### Supplied text
========

Not every metal fabricating company owns one of these high-powered laser cutters, but the pressure is definitely on these businesses to invest in them just to stay competitive. With that in mind, these questions and answers can provide a clearer picture of what metal fabricating companies need to know about the material handling and parts sorting automation that makes these laser cutting systems money-making engines for their owners.

Just What Kind of Cutting Speeds Are We Talking About?

This is obviously subject to a handful of variables, such as material type, material thickness, laser assist gas, and complexity of the nest. But if you want to use 20-ga. aluminum as an example, a 10-kW fiber laser using nitrogen as the laser assist gas can reach a cutting speed of 4,000 IPM. It was only about eight years ago when a 4-kW fiber laser could achieve a cutting speed of 1,000 IPM.

That’s why it’s so important for these systems to be managed well. They can overwhelm downstream processes not ready for the number of blanks flying off the machine.

========

### Material supplied

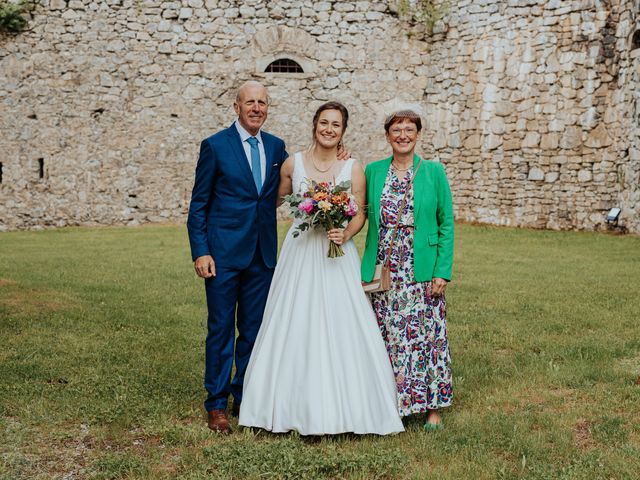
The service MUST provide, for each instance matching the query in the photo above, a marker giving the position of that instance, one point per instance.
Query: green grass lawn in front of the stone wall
(102, 333)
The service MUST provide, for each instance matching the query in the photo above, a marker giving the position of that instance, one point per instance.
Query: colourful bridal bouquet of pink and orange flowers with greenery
(325, 205)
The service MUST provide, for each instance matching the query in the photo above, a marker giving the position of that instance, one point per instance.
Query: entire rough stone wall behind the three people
(532, 105)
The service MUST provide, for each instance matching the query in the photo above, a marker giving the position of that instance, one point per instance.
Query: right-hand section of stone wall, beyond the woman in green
(532, 108)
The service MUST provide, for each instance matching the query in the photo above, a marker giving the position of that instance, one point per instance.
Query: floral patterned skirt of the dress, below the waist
(413, 326)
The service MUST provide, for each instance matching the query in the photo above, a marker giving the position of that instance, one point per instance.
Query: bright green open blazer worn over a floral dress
(433, 219)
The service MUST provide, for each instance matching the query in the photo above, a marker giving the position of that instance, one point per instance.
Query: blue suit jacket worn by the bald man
(228, 218)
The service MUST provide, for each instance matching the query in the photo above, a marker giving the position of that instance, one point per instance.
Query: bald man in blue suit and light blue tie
(233, 237)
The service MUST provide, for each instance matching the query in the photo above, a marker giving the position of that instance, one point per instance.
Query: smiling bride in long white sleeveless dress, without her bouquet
(319, 365)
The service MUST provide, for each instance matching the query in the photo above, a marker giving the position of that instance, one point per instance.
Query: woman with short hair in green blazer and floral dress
(411, 314)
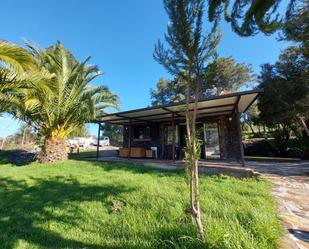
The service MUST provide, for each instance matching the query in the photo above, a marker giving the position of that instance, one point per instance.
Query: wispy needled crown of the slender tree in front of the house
(189, 49)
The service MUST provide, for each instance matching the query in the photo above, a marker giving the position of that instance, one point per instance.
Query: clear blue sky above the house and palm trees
(119, 35)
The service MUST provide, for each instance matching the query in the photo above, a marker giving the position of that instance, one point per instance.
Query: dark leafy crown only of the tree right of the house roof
(286, 88)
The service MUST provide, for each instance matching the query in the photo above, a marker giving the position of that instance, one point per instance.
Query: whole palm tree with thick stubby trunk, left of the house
(63, 99)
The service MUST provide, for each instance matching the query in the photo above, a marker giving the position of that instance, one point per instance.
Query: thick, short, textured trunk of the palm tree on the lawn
(54, 149)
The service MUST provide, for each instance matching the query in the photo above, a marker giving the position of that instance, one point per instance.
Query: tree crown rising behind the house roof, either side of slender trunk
(221, 74)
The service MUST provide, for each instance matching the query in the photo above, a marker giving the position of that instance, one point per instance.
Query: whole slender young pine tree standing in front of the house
(186, 56)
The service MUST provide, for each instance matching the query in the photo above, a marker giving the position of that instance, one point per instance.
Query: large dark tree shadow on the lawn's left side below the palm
(25, 208)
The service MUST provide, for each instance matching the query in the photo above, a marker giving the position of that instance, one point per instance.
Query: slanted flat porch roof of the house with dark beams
(225, 104)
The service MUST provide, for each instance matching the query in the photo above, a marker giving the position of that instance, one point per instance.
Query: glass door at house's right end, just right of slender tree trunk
(211, 141)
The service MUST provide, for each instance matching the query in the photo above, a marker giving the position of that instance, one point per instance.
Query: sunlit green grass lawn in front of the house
(79, 204)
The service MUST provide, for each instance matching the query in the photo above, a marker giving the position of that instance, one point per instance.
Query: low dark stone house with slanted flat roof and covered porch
(162, 128)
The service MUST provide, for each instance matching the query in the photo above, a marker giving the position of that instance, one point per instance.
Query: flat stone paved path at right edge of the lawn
(291, 188)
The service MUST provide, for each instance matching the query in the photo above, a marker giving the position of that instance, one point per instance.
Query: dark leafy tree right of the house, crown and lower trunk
(284, 104)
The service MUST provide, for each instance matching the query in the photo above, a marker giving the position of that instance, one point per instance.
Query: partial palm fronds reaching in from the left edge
(15, 63)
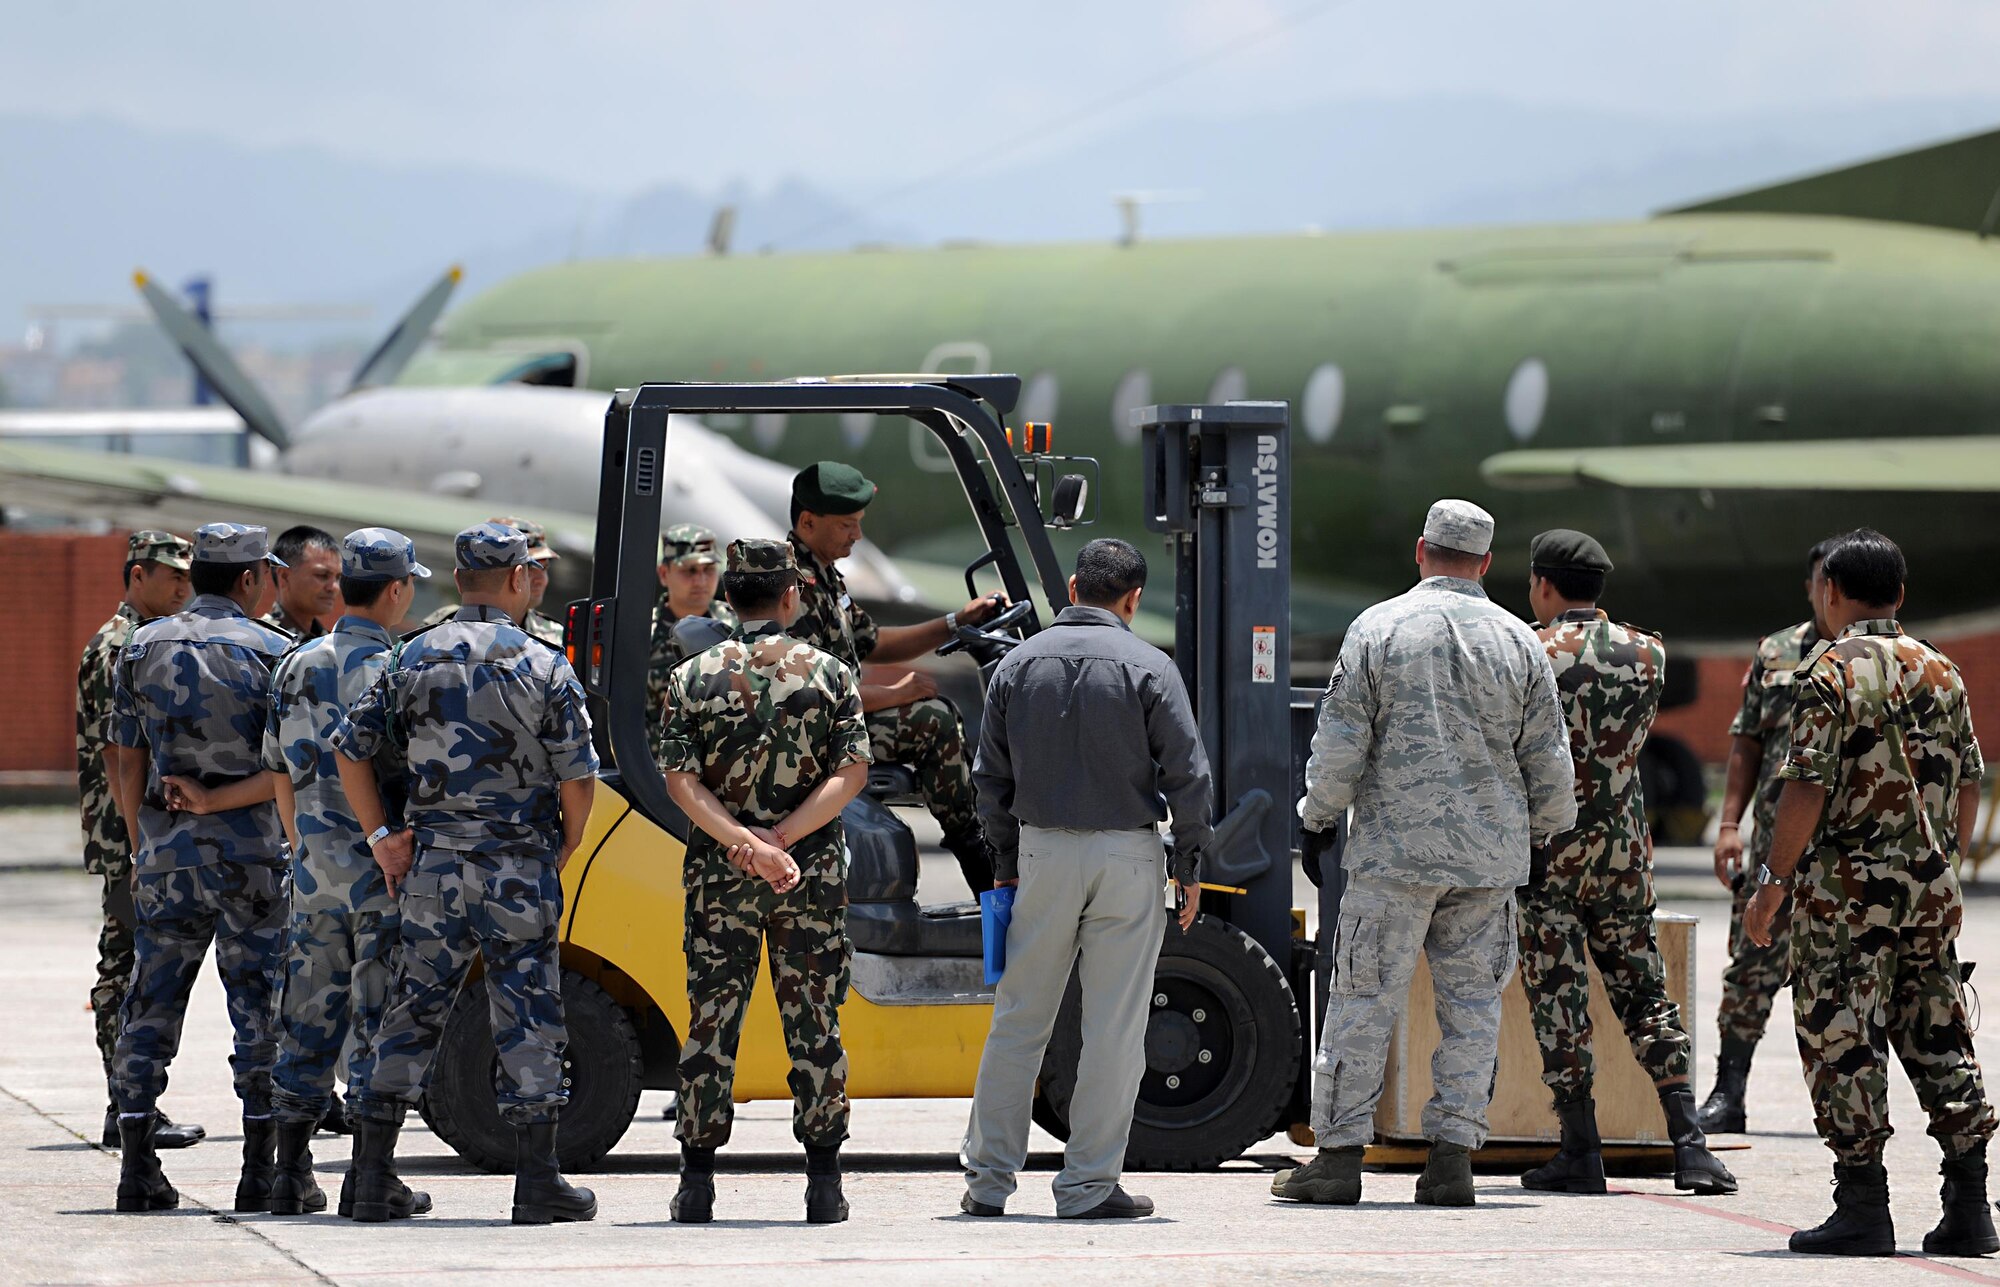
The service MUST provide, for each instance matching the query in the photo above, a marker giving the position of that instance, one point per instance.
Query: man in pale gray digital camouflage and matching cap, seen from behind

========

### Problems and tasks
[1] In the passage on laser cutters, what cutting speed could a 4-kW fiber laser reach about eight years ago?
[2] Pick up the passage on laser cutters after its final sentence and write the next part.
None of the lines are needed for the work here.

### Responses
[1] 1,000 IPM.

[2]
As laser cutting machines get faster, not only do material loading, unloading, and parts sorting need to get faster, but downstream processes need a boost as well. It’s a pretty vicious cycle.

The situation a fab shop doesn’t want to be in is having a high-powered laser cutting machine producing parts that then sit and wait to be unloaded. The shop is going to have a dismal green-light time on that machine if that’s the case.

What Material Loading and Unloading Speeds Are Necessary?

Any automated material handling system needs to have a replacement sheet ready to load and remove the laser-cut parts and skeleton in a cycle time that is faster than it takes the machine to cut a sheet of parts. Again, unless the laser is cutting out a full panel that requires a few pierced holes, a typical job on a full sheet of 20-ga. mild steel might take just under two minutes. That’s a comfortable window for most material handling automation systems on the market today.

New parts sorting systems now feature rotary heads that contain different tooling. Those heads can be affixed to each of the parts sorting arms. The arm can be changing the tooling as it moves to the next part that needs to be removed from the nest. The time needed for the sorting arms to visit the tooling station for a changeover has been eliminated.

In fact, it takes shuttle systems only seconds to remove laser-cut sheets and deliver the new one into the cutting chamber. Any system needing more than a full minute would be unusual to see with a high-powered fiber laser cutting machine today.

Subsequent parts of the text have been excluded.